■ Problem requirements ■
Return exactly the lines of the data below, from the one that contains "the bird's head?" through the final line, and leave out every picture.

Natural language region descriptions:
##########

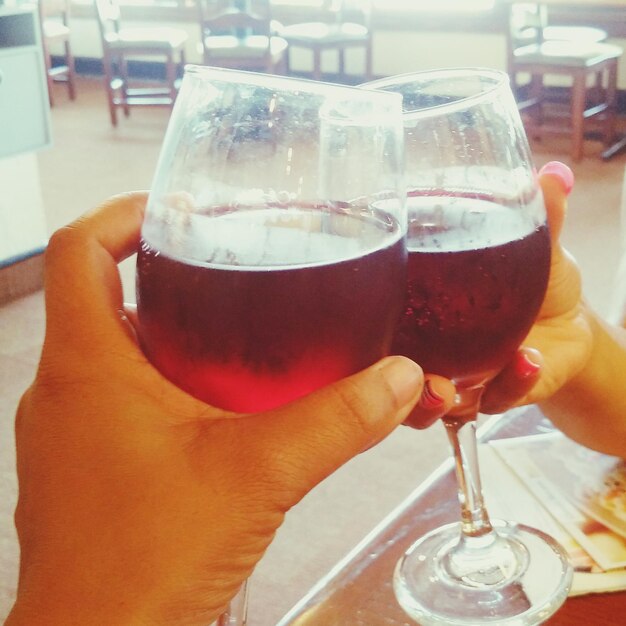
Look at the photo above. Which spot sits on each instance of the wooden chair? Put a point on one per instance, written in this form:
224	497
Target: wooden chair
55	34
590	67
239	35
347	25
121	45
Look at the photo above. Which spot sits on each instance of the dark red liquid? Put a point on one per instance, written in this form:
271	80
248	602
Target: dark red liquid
251	338
469	309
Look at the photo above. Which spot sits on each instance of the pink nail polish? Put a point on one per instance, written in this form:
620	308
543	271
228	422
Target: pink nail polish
560	171
430	399
524	367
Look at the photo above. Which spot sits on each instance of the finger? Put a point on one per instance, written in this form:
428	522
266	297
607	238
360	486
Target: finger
436	400
305	441
556	181
83	287
514	382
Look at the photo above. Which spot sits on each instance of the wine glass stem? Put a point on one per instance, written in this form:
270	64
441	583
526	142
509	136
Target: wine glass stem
237	612
462	436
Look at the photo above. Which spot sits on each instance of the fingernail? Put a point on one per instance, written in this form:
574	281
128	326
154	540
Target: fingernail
430	399
404	377
562	172
524	367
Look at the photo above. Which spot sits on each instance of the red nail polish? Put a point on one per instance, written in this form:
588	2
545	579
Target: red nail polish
524	367
430	399
560	171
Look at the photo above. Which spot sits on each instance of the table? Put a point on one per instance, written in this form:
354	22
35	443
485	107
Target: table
609	5
358	591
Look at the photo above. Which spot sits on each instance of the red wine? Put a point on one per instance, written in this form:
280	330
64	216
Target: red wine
472	292
252	308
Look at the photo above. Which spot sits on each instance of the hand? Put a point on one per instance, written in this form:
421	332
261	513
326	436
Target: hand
139	503
560	342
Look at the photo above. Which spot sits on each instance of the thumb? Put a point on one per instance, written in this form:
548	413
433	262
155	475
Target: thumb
556	181
513	384
306	440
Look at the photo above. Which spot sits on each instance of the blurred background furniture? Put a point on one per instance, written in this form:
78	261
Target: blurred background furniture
589	65
55	28
346	24
24	130
122	44
239	34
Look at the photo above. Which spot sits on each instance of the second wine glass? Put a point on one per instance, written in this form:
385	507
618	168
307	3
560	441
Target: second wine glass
479	260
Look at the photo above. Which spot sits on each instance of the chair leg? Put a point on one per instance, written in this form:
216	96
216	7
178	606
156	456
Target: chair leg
108	83
317	64
342	61
579	89
170	75
369	72
71	71
611	101
49	80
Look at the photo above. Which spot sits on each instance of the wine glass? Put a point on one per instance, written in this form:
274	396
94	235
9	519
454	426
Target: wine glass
273	257
479	259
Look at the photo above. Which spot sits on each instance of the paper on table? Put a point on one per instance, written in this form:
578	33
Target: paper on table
516	489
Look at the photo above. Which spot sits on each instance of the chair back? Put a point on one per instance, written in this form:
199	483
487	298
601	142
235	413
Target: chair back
54	9
234	17
108	13
526	23
354	11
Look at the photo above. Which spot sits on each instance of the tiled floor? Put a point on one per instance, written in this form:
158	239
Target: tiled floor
89	162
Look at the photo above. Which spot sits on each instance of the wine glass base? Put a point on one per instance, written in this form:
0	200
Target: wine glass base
526	581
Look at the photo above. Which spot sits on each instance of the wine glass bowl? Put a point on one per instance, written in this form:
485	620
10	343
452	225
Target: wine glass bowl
273	256
479	261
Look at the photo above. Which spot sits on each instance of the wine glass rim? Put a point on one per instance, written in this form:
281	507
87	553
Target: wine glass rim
285	82
500	78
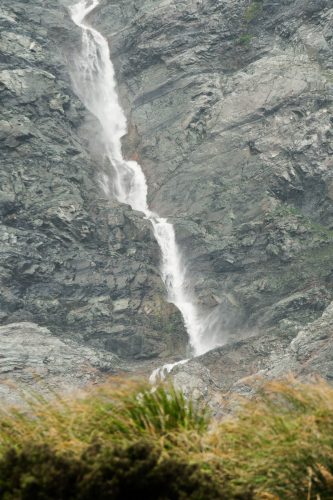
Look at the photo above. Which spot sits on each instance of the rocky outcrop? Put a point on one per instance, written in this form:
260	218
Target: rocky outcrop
230	104
32	359
230	111
72	260
235	369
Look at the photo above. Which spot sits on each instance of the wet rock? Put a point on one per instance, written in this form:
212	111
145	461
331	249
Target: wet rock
230	105
32	358
72	259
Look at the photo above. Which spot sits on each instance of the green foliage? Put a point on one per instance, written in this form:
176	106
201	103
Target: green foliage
124	440
252	11
164	410
133	472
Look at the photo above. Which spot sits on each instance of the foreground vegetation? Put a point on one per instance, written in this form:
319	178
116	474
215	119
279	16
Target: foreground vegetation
123	441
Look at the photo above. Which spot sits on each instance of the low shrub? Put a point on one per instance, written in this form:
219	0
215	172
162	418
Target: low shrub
129	441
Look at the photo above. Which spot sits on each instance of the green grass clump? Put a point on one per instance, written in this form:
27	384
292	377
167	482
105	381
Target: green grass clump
125	440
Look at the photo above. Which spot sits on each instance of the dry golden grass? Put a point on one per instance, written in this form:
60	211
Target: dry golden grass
279	445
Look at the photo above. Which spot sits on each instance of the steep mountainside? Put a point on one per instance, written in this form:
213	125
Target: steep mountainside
71	259
229	105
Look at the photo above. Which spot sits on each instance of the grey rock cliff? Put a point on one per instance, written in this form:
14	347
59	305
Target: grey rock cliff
71	259
231	110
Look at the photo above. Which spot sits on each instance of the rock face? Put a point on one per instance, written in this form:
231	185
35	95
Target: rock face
71	259
34	358
236	368
231	110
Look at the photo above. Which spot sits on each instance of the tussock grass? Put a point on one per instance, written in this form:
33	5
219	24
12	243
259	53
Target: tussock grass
123	440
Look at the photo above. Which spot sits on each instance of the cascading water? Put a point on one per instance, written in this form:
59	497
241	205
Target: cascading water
94	82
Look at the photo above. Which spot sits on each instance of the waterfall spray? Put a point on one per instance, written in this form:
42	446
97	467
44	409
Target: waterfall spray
94	82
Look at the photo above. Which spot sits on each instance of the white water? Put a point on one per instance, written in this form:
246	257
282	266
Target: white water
94	82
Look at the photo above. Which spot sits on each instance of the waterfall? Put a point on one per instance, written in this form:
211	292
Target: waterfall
94	82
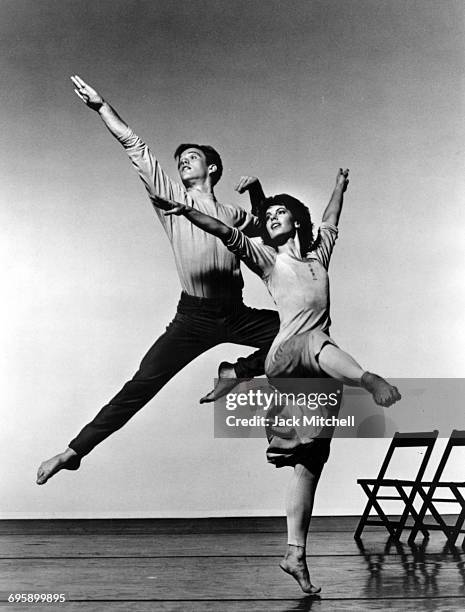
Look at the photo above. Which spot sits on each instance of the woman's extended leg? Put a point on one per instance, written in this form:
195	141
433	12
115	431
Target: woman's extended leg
299	506
341	366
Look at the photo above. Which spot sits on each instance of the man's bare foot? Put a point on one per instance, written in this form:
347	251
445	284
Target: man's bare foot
68	460
383	393
227	380
295	564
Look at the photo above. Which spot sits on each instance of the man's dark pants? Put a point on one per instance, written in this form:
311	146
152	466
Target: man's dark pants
199	324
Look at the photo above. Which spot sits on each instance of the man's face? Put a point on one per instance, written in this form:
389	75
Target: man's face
192	165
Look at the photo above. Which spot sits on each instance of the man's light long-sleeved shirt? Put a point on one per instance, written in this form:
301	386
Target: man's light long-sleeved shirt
206	268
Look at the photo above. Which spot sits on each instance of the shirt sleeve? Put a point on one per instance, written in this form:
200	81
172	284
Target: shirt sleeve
327	237
155	179
257	256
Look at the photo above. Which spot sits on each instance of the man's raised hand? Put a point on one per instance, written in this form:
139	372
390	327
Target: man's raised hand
87	93
169	206
246	183
342	178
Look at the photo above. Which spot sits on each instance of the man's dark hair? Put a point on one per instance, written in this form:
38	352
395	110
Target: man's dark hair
211	156
300	213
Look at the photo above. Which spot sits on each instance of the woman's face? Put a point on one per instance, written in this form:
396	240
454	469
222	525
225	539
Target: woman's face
279	222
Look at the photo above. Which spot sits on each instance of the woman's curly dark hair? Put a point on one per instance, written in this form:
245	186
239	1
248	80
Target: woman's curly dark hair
300	213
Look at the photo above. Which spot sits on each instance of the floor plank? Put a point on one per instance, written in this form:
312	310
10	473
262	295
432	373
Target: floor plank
204	545
214	578
303	604
257	524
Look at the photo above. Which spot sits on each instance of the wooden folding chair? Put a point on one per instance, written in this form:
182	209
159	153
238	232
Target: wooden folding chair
427	491
415	440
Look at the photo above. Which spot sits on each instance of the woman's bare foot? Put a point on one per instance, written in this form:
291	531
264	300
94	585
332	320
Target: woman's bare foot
227	380
295	564
383	393
68	460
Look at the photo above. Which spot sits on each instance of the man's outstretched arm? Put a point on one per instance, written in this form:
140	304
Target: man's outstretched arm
94	100
208	224
156	181
334	208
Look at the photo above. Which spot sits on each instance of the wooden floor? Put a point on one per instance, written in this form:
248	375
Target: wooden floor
221	565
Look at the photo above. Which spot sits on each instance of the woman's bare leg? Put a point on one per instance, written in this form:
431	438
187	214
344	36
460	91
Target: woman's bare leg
341	366
299	506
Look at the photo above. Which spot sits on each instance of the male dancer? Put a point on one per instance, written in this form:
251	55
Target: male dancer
210	310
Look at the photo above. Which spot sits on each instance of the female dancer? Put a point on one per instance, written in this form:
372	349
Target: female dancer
294	269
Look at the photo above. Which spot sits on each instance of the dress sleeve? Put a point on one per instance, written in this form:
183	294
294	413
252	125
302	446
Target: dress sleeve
155	179
327	237
257	256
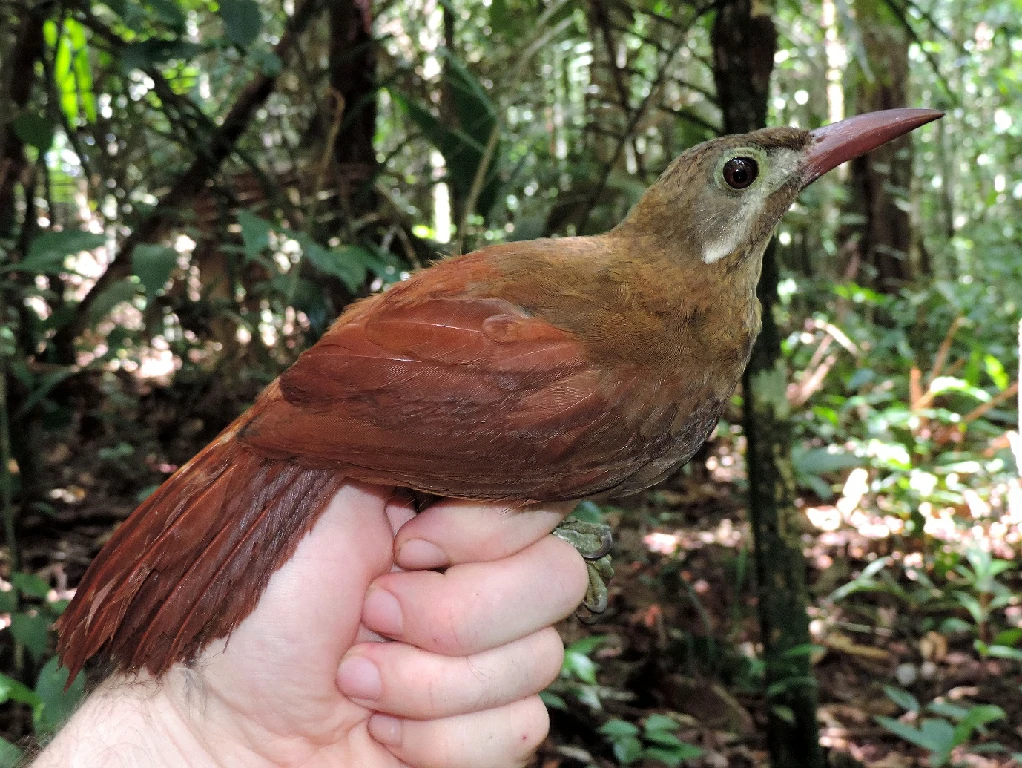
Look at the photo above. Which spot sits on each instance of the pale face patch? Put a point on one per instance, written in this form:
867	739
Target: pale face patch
775	171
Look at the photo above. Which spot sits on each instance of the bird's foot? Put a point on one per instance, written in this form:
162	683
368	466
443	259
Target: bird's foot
593	540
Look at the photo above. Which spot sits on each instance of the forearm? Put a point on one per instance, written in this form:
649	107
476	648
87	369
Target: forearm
127	724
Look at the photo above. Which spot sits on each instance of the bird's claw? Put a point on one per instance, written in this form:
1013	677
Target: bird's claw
593	542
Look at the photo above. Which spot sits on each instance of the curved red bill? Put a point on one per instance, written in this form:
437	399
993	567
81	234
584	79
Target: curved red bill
846	139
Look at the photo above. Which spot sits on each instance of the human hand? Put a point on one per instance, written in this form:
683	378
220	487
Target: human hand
304	680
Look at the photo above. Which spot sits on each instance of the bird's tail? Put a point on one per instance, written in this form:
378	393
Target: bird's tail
190	562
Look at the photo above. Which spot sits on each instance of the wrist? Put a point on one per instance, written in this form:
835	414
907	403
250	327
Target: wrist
129	723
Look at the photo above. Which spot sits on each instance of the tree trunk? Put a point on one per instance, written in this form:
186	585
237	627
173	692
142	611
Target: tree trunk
744	43
880	179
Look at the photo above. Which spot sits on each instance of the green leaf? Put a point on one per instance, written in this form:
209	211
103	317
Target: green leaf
657	722
48	251
976	718
995	370
553	701
616	728
43	386
254	233
347	264
902	698
8	600
153	265
268	61
34	130
147	53
12	690
241	20
579	666
57	704
10	756
30	584
628	750
169	12
676	755
935	735
461	138
123	290
33	632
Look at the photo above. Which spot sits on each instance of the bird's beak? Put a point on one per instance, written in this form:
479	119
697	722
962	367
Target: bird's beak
845	140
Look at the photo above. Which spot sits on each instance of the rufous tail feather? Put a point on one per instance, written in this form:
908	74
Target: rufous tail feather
191	561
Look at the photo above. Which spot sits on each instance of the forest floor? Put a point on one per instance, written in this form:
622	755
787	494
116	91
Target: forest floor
680	638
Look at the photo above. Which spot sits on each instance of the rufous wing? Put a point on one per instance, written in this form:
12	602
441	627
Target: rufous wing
463	395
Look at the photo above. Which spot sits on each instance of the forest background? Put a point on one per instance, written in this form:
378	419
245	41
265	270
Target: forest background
190	191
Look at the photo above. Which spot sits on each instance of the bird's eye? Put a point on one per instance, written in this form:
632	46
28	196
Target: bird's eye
740	172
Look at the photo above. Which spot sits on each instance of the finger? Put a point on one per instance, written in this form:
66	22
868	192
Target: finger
403	680
474	606
502	737
455	531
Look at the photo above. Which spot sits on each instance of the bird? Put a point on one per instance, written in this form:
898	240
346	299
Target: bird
543	370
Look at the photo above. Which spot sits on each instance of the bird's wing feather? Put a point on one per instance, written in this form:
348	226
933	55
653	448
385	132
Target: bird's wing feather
462	396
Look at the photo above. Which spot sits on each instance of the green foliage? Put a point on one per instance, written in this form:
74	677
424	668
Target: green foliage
956	726
32	615
655	740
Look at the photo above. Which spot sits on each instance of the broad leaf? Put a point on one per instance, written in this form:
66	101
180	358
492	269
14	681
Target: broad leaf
153	265
241	20
57	704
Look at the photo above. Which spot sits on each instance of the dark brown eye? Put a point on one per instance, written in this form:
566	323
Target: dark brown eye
740	172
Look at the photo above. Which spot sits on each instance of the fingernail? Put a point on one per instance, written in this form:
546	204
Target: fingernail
359	678
381	613
385	729
419	553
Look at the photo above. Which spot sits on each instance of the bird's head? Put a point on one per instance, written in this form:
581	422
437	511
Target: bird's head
719	201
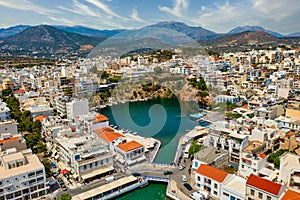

##########

■ Result for this task ■
Look at the photo above. Which spot sits on each instance of the bird's head? Put a point on one per instance, written in this form:
581	422
437	511
Target: bird's head
719	201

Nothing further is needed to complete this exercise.